Traditionally, war films, musicals, and historical dramas have been the most popular genres, but franchise films have been among the best performers of the 21st century. There is strong interest in the superhero genre, with ten films in the Marvel Cinematic Universe featuring among the nominal top-earners. The most successful superhero film, Avengers: Endgame, is also the second-highest-grossing film on the nominal earnings chart, and there are four films in total based on the Avengers comic books charting in the top twenty. Other Marvel Comics adaptations have also had success with the Spider-Man and X-Men properties, while films based on Batman and Superman from DC Comics have generally performed well. Star Wars is also represented in the nominal earnings chart with five films, while the Harry Potter, Jurassic Park and Pirates of the Caribbean franchises feature prominently. Although the nominal earnings chart is dominated by films adapted from pre-existing properties and sequels, it is headed by Avatar, which is an original work. Animated family films have performed consistently well, with Disney films enjoying lucrative re-releases prior to the home-video era. Disney also enjoyed later success with films such as Frozen and Frozen II, Zootopia, and The Lion King (with its computer-animated remake as the highest-grossing animated film), as well as its Pixar brand, of which Incredibles 2, Toy Story 3 and 4, and Finding Dory have been the best performers. Beyond Disney and Pixar animation, the Despicable Me, Shrek, and Ice Age series have met with the most success.

§ **Work instructions**
(a) Quote the passage on top-grossing film genres and franchises word for word.
(b) Print the part of the records that opens with the line containing "Annotate each instance of the glass" and closes with the line containing "x=911 y=175", both lines included.

§ **Input data**
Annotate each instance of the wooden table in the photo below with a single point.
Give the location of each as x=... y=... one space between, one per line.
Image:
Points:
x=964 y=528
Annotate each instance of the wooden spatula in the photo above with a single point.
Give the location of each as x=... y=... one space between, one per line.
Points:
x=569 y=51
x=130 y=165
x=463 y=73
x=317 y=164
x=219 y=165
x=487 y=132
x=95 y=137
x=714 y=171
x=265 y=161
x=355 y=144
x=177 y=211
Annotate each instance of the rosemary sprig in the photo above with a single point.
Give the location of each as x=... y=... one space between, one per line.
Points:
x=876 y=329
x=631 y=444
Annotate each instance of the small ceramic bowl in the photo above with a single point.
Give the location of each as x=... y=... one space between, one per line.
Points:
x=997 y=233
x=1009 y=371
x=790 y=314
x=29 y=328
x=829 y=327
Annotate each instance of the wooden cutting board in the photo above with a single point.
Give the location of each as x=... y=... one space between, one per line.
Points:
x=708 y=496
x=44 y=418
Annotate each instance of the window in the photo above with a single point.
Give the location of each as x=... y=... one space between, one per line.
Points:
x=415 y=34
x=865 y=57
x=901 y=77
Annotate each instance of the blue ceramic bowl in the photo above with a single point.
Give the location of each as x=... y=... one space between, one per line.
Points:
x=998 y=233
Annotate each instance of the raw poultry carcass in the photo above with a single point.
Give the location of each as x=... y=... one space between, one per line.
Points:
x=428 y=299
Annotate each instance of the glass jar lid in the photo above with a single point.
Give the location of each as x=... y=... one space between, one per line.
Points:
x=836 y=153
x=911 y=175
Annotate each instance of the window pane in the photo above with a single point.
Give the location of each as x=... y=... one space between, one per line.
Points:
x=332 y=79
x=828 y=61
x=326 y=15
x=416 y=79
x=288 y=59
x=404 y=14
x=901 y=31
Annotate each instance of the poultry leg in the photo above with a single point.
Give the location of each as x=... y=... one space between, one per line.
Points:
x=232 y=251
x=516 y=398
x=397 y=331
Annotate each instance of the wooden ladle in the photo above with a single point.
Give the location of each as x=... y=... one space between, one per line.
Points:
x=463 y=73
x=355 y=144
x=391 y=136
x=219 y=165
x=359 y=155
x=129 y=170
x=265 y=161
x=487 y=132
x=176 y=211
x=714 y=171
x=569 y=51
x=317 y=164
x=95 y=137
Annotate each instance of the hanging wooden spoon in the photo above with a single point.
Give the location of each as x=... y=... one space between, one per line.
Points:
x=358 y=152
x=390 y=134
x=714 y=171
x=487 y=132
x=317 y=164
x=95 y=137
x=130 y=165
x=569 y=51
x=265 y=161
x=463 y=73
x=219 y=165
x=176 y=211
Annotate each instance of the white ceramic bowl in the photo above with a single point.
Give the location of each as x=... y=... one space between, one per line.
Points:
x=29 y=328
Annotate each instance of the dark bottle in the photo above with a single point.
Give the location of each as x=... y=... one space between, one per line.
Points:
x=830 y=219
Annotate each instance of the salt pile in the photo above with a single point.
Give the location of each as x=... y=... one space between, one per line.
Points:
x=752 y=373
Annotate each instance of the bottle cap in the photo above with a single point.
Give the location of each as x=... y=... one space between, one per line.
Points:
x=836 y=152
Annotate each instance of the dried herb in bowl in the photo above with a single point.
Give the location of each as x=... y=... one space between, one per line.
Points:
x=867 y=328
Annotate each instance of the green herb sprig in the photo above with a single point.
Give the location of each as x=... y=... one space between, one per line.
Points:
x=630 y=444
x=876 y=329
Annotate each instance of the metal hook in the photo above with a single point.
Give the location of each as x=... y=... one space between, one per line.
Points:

§ **Task answers**
(a)
Traditionally, war films, musicals, and historical dramas have been the most popular genres, but franchise films have been among the best performers of the 21st century. There is strong interest in the superhero genre, with ten films in the Marvel Cinematic Universe featuring among the nominal top-earners. The most successful superhero film, Avengers: Endgame, is also the second-highest-grossing film on the nominal earnings chart, and there are four films in total based on the Avengers comic books charting in the top twenty. Other Marvel Comics adaptations have also had success with the Spider-Man and X-Men properties, while films based on Batman and Superman from DC Comics have generally performed well. Star Wars is also represented in the nominal earnings chart with five films, while the Harry Potter, Jurassic Park and Pirates of the Caribbean franchises feature prominently. Although the nominal earnings chart is dominated by films adapted from pre-existing properties and sequels, it is headed by Avatar, which is an original work. Animated family films have performed consistently well, with Disney films enjoying lucrative re-releases prior to the home-video era. Disney also enjoyed later success with films such as Frozen and Frozen II, Zootopia, and The Lion King (with its computer-animated remake as the highest-grossing animated film), as well as its Pixar brand, of which Incredibles 2, Toy Story 3 and 4, and Finding Dory have been the best performers. Beyond Disney and Pixar animation, the Despicable Me, Shrek, and Ice Age series have met with the most success.

(b)
Annotate each instance of the glass jar lid in the photo above with a single point.
Give the location of each as x=... y=... one space between, one per line.
Points:
x=836 y=153
x=911 y=175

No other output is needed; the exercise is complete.